Task to complete »
Format the part of the listing that opens with the line containing "Would you mind pinning the green" and closes with the line containing "Target: green sign" as a JSON list of strings, one string per line, leaving out any blank lines.

Extracted entries »
+ + + + +
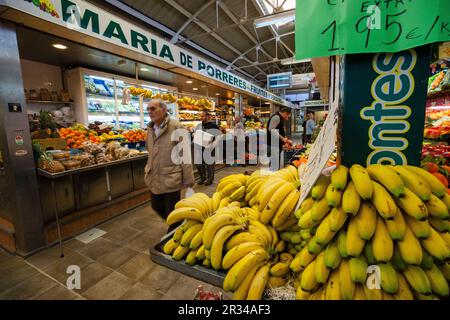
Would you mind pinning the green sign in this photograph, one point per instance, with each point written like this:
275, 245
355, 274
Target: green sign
+ + + + +
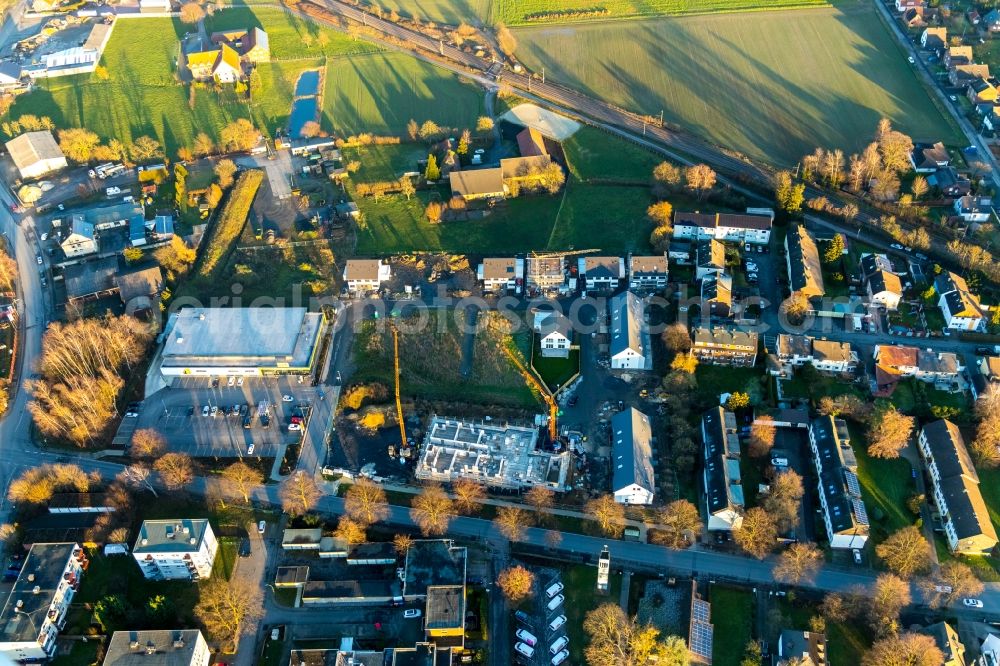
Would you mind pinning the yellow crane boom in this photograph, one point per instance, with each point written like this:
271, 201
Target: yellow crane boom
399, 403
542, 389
+ + + + +
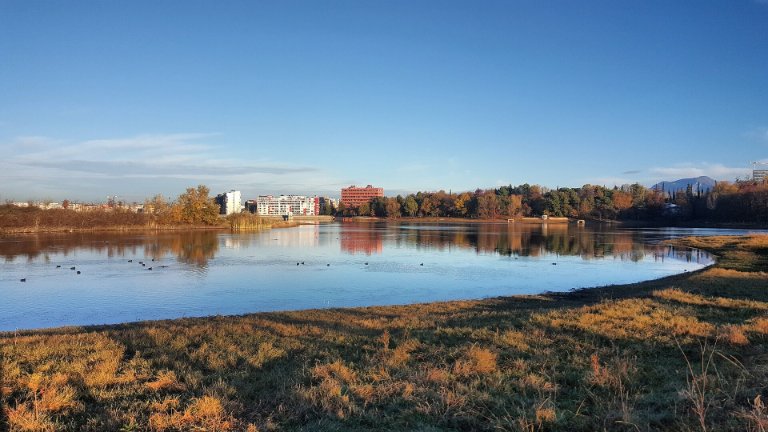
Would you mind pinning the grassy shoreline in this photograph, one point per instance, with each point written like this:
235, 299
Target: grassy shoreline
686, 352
+ + + + +
Written answer »
[
  "Would you mind pinning the green sign in this photograph, one point per instance, with each point written like this:",
  "275, 245",
  "355, 274",
  "Target: green sign"
]